[Short exercise] State how many lines of the listing below contain the word "background". Reply with the number alone.

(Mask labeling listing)
☆ ☆ ☆ ☆ ☆ ☆ ☆

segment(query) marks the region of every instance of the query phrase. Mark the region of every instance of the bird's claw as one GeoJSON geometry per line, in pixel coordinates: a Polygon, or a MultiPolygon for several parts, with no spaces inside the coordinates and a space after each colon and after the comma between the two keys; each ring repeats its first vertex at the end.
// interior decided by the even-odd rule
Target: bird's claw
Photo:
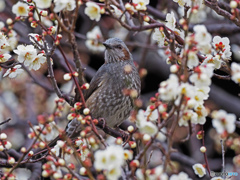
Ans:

☆ ☆ ☆ ☆ ☆ ☆ ☆

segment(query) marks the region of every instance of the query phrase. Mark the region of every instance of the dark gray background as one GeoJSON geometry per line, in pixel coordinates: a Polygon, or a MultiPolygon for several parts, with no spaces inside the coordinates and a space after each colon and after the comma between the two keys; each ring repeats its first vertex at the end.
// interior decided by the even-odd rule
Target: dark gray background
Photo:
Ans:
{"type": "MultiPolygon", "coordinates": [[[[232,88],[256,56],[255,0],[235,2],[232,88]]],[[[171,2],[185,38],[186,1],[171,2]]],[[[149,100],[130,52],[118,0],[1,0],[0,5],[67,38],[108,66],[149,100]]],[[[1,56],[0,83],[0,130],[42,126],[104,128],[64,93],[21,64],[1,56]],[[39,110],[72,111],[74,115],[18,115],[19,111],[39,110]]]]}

☆ ☆ ☆ ☆ ☆ ☆ ☆

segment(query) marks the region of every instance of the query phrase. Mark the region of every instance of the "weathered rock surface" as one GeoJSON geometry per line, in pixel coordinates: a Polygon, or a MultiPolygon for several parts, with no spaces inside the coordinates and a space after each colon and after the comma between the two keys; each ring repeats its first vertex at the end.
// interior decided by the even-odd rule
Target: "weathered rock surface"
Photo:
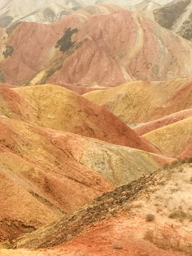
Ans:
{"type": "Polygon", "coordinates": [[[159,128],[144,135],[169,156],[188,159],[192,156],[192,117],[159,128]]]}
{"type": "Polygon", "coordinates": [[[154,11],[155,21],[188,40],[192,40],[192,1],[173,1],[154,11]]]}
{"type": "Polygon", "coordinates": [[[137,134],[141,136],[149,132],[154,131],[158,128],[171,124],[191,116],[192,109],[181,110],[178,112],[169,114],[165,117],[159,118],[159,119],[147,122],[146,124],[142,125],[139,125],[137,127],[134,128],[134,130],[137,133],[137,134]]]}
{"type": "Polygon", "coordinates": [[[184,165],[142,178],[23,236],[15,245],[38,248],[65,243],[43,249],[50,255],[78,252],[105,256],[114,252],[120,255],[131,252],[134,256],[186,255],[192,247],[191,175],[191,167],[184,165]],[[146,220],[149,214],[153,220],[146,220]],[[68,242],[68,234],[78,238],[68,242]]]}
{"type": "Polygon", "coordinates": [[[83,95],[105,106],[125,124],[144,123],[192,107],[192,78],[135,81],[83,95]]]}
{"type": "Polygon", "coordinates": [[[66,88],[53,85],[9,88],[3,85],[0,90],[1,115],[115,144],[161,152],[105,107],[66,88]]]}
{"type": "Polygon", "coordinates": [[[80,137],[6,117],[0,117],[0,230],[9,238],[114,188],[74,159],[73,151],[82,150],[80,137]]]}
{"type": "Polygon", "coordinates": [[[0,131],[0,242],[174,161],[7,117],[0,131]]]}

☆ ☆ ☆ ☆ ☆ ☆ ☆

[Response] 2